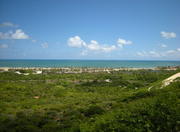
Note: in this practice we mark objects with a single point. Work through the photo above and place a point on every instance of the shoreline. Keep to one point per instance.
(105, 69)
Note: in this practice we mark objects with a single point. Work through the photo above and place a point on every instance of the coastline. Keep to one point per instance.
(86, 69)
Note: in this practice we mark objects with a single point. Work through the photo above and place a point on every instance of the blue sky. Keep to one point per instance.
(90, 29)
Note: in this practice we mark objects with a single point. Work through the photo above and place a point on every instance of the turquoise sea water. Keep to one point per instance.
(87, 63)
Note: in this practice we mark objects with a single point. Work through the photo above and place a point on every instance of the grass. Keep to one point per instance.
(87, 103)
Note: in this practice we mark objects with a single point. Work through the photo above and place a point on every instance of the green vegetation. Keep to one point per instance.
(89, 102)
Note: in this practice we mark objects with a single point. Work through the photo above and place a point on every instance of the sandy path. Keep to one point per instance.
(170, 79)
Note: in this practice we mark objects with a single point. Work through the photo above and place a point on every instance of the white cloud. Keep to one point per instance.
(95, 46)
(159, 54)
(163, 45)
(168, 35)
(18, 34)
(76, 41)
(45, 45)
(84, 52)
(34, 41)
(3, 46)
(170, 51)
(7, 24)
(121, 42)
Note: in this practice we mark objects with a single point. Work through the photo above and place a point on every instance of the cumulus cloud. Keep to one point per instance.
(163, 45)
(18, 34)
(158, 54)
(121, 42)
(2, 46)
(45, 45)
(8, 24)
(76, 41)
(95, 46)
(168, 35)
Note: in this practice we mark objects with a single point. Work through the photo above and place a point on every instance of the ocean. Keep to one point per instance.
(88, 63)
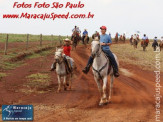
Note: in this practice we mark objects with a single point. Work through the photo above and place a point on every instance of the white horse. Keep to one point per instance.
(61, 71)
(100, 68)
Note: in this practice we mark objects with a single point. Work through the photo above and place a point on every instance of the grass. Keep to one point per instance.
(38, 80)
(145, 60)
(37, 83)
(23, 37)
(2, 75)
(37, 55)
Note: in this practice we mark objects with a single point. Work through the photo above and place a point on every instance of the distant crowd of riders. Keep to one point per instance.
(106, 41)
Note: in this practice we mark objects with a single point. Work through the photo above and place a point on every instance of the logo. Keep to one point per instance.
(17, 112)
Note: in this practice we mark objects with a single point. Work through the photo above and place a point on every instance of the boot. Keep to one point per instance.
(53, 67)
(68, 67)
(89, 64)
(86, 69)
(116, 73)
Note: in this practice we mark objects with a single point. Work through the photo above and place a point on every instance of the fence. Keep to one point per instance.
(19, 42)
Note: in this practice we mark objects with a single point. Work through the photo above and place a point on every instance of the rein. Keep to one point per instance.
(98, 55)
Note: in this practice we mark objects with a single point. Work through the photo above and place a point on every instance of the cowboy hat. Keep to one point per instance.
(66, 40)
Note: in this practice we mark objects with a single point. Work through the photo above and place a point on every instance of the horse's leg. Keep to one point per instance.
(70, 82)
(64, 83)
(100, 89)
(59, 83)
(104, 97)
(111, 86)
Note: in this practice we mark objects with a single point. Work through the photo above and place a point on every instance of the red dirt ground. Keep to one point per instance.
(132, 101)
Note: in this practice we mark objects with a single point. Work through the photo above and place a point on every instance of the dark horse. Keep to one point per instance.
(75, 39)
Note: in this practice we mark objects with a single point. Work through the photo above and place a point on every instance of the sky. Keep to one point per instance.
(123, 16)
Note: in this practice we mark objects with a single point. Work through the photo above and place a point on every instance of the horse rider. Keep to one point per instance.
(131, 40)
(76, 32)
(155, 42)
(145, 40)
(105, 41)
(85, 33)
(161, 41)
(96, 34)
(66, 55)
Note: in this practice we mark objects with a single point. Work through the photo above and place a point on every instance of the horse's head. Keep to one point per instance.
(95, 46)
(58, 56)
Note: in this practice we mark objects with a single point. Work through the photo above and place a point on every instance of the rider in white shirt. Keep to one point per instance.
(161, 39)
(76, 29)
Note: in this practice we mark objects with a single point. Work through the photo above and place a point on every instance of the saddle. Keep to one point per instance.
(68, 66)
(110, 66)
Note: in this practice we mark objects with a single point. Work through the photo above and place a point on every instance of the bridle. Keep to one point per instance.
(98, 55)
(60, 60)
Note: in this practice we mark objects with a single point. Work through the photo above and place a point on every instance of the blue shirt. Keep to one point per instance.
(105, 39)
(85, 32)
(144, 38)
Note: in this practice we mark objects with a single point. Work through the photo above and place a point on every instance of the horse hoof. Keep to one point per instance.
(101, 104)
(58, 91)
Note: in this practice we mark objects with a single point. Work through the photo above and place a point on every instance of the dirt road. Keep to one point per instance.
(132, 101)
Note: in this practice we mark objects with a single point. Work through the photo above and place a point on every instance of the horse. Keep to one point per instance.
(116, 38)
(155, 45)
(135, 43)
(85, 40)
(124, 39)
(61, 71)
(75, 39)
(144, 44)
(100, 68)
(131, 43)
(161, 45)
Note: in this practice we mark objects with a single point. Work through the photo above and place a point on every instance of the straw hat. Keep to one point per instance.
(66, 40)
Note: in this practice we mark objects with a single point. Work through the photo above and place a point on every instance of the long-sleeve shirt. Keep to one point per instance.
(66, 50)
(105, 39)
(84, 33)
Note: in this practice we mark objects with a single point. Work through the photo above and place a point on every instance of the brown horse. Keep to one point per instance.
(135, 43)
(116, 38)
(75, 39)
(144, 44)
(161, 45)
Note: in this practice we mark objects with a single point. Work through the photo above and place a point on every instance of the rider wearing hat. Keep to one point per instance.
(84, 35)
(67, 47)
(105, 41)
(66, 50)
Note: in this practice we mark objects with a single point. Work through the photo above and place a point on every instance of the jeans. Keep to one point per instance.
(110, 55)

## Problem:
Reproduce the material word for word. Any pictures should be left out of the copy.

## Answer to this problem:
Note: in this practice we mark objects with a single point. Work through the photo above and place a point on every instance of the shoreline. Keep to one point per instance.
(105, 69)
Note: in this practice we mark objects with a single point. Work through the photo above and place a point on every instance of the coastline. Keep to one point per instance.
(86, 69)
Note: in this practice we mark objects with a single point. Work through the photo above and place a point on every instance of the blue sky. Keep to one point per instance.
(90, 29)
Note: in this practice we mark objects with a single point. Work through the photo above and place a point on every instance of the turquoise sea water. Keep to one point per instance.
(87, 63)
Note: in this practice we mark objects with a single point. Work through the photo above and place a point on every instance of the grass. Keep to one point per instance.
(87, 103)
Note: in this practice we mark objects with a single point. Work through the photo above and place a point on every instance of the green vegetation. Keep to one point per instance.
(89, 102)
Note: in this practice we mark objects with a single point. Work through the photo above and place a point on every instance of the sandy path. Keep to one point per instance.
(170, 79)
Note: in this practice we mark objects with a single point. Work through the photo above and place a point on every instance of the white cloud. Keep to one point per instance.
(95, 46)
(159, 54)
(163, 45)
(168, 35)
(18, 34)
(76, 41)
(45, 45)
(84, 52)
(34, 41)
(3, 46)
(170, 51)
(7, 24)
(121, 42)
Note: in this practice we mark objects with a single point. Work through the photo above and place a point on every instance of the cumulus cloud. Keep to one point per instance.
(163, 45)
(18, 34)
(158, 54)
(121, 42)
(2, 46)
(45, 45)
(8, 24)
(76, 41)
(95, 46)
(168, 35)
Note: in this practice we mark objects with a single point. Work through the photo above and place a point on every instance of the ocean. Keep to one point per instance.
(88, 63)
Note: in this practice we mark objects with a single point. Work through the photo above and place a point on every instance of the white horse. Keep to one point per instance.
(61, 71)
(100, 68)
Note: in this practice we mark objects with a single point. Work through the photo above and place a point on every instance of the grass. Keep to one point per instance.
(38, 80)
(145, 60)
(37, 83)
(23, 37)
(2, 75)
(37, 55)
Note: in this practice we mark objects with a single point. Work through the photo above and place a point on every instance of the distant crowd of riders. Keep to one point per instance.
(106, 41)
Note: in this practice we mark objects with a single point. Work through the photo above and place a point on every instance of the logo. Keep to one point per instance.
(17, 112)
Note: in this practice we mark objects with a single point. Work through the photo above and place a point on every instance of the boot. Keep to one point per instance.
(53, 67)
(68, 67)
(89, 64)
(86, 69)
(116, 73)
Note: in this practice we mark objects with a single point. Work through the photo above and place a point on every instance of the fence. Keep to one point per instance.
(19, 42)
Note: in this practice we mark objects with a single point. Work through the photo above and place a point on every instance of the rein. Keep to one point per instance.
(98, 55)
Note: in this practice we mark objects with a single point. Work through the photo above and place a point on every instance of the cowboy hat. Keep to one point per instance.
(66, 40)
Note: in this practice we mark objects with a single point. Work through the photo above and place a point on every instance of the horse's leg. Keep to one point per instance.
(70, 82)
(64, 83)
(100, 89)
(59, 83)
(104, 97)
(111, 86)
Note: in this practice we mark objects with a single point. Work through the photo above and place a point on every instance of the red dirt ground. Keep to one point per instance.
(132, 101)
Note: in this practice we mark objects with a single point. Work through the photo above and place a point on every instance of the dark horse. Keep to one point per instance.
(75, 39)
Note: in this practice we mark objects with a single point. Work through the photo above and place a point on every instance of the sky. Keep to one point per instance.
(123, 16)
Note: in this practice we mark objects with a single point. Work through the photo above and place a point on every instance of the horse rider. Keep to one point per instance.
(131, 40)
(76, 32)
(155, 42)
(145, 40)
(105, 41)
(85, 33)
(161, 41)
(96, 34)
(66, 55)
Note: in this practice we mark objects with a single point. Work through the photo above and place a point on every instance of the horse's head. Keep to one point per instance.
(95, 46)
(58, 56)
Note: in this practice we mark objects with a single point. Work through the photo above and place a point on every instance of the rider in white shirt. Keep to one point per instance.
(161, 39)
(76, 29)
Note: in this practice we mark objects with a single point. Work through the photo above and place a point on every instance of the saddle. Keep to one point per instance.
(68, 66)
(110, 66)
Note: in this practice we mark objects with a single point. Work through the photo above and place a point on every instance of the bridle. Keep to one point per instance.
(98, 55)
(60, 60)
Note: in this practice we mark objects with a single point. Work through the photo above and place a point on every instance of the blue shirt. Keep to one point per instance.
(105, 39)
(85, 32)
(144, 38)
Note: in this practice we mark objects with a single point. Work through the photo above and place a point on every instance of the horse hoof. Keep to one point per instance.
(101, 104)
(58, 91)
Note: in this practice we mark objects with a single point. Work through the photo above and place a point on every instance of the dirt road. Keep to one point per instance.
(132, 101)
Note: in this practice we mark objects with a single point. Work through the photo above and place a point on every instance of the horse. Keep to one point per instance.
(116, 38)
(155, 45)
(135, 43)
(85, 40)
(124, 39)
(61, 71)
(75, 39)
(144, 44)
(100, 68)
(131, 43)
(161, 45)
Note: in this practice we mark objects with a single point. Work through the photo above and place a point on every instance of the straw hat. Keep to one point per instance.
(66, 40)
Note: in this practice we mark objects with a single point. Work through the photo above and place a point on every instance of the long-sleeve shirt. Keep to one point per instance.
(66, 50)
(105, 39)
(84, 33)
Note: in this practice we mark objects with a single point. Work through the photo above and place a point on every instance of the brown horse. Keep to one point per instance.
(135, 43)
(116, 38)
(75, 39)
(144, 44)
(161, 45)
Note: in this practice we mark objects with a single point. Work through the photo above and place a point on every instance of the rider wearing hat. Keep to one point per instance.
(84, 35)
(67, 47)
(105, 41)
(66, 50)
Note: in this practice we mark objects with a single point. Work through the photo above and place a point on every instance of the jeans. Keep to one point per instance.
(110, 55)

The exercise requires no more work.